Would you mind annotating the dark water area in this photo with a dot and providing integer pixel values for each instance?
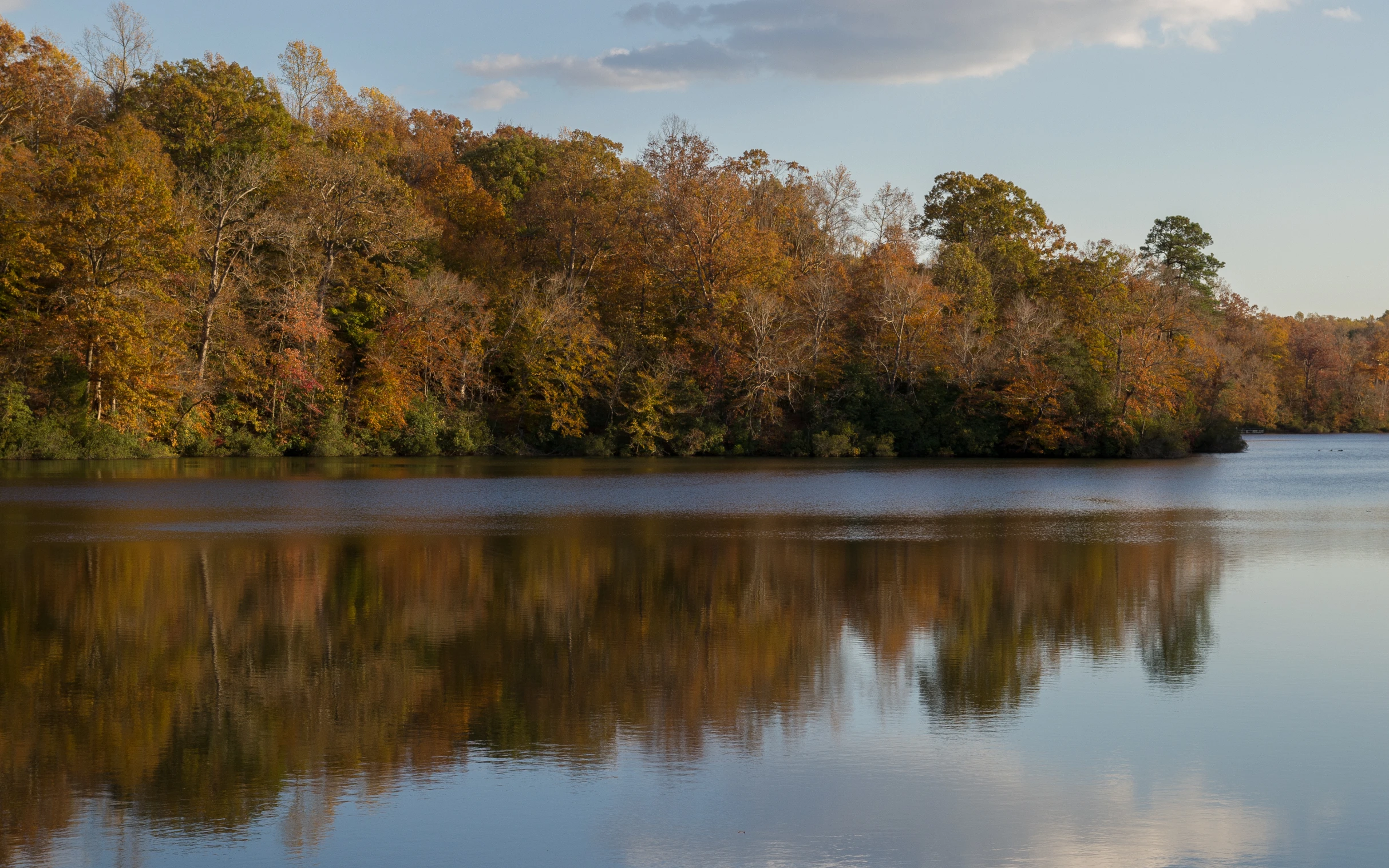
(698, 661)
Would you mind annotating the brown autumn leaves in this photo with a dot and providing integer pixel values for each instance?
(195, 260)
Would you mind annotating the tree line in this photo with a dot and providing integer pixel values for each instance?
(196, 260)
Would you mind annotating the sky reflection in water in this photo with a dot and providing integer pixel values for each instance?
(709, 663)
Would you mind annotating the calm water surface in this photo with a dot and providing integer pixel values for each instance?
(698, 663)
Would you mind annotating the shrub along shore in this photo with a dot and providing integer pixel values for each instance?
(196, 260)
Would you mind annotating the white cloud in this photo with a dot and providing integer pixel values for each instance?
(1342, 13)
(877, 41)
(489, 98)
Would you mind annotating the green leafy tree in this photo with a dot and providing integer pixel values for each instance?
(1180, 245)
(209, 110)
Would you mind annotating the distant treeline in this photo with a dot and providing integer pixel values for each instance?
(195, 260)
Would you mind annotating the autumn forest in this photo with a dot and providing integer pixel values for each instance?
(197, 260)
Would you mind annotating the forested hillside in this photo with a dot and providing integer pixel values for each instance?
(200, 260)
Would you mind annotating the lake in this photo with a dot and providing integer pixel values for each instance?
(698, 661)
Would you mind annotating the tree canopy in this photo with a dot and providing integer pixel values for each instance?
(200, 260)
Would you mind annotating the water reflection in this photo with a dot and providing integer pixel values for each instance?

§ Assigned task
Restate the records above in full, word for word. Keep pictures out.

§ Finished task
Would you mind annotating the dark water area in this photo with a dot and providing integer pixel values for each instance?
(698, 661)
Would you mind annotating the brown autumn leaves in this photo with a dot and providing integer pixel values for each instance?
(195, 260)
Would you mind annotating the tree line in this photo with a dot and providing integer pixel values for each instance?
(196, 260)
Would you mind annotating the sky reflection in water in this photo with a dot and providing integer pixel values for each instance?
(709, 663)
Would you mind annotating the calm water surface in this photo with a dot and providing integer pixel values for each instance?
(698, 663)
Would you mind annotating the shrub along shore in this photo with a dot and providing integer pixel values for each instance?
(196, 260)
Would you mind annotating the white cloud in this photo with a dot and providing integer pixel values for each instance?
(1342, 13)
(877, 41)
(489, 98)
Would you mind annotating the green leafy tree in this photo with a dot and providing integer pixel values for each instance?
(1180, 245)
(209, 110)
Would you mind annotating the distant treeline in this photo with a dot and providing integer pixel values for each instance?
(195, 260)
Would you mind annotating the autumn forest in this photo with a dot and providing integer pixel values for each instance?
(197, 260)
Would you mind annotating the forested hillside in this photo with a dot and providing integer pixel values for each instance?
(200, 260)
Would you mind annotating the lake in this photo with a dot and providing integer pixel values for each instance?
(698, 661)
Would you mind annotating the tree canopy in this photo with a dot and providing integer pixel values for each instance?
(200, 260)
Would you mind annotating the water reflection in this photo with a dot and providing integer pixel values for each instance?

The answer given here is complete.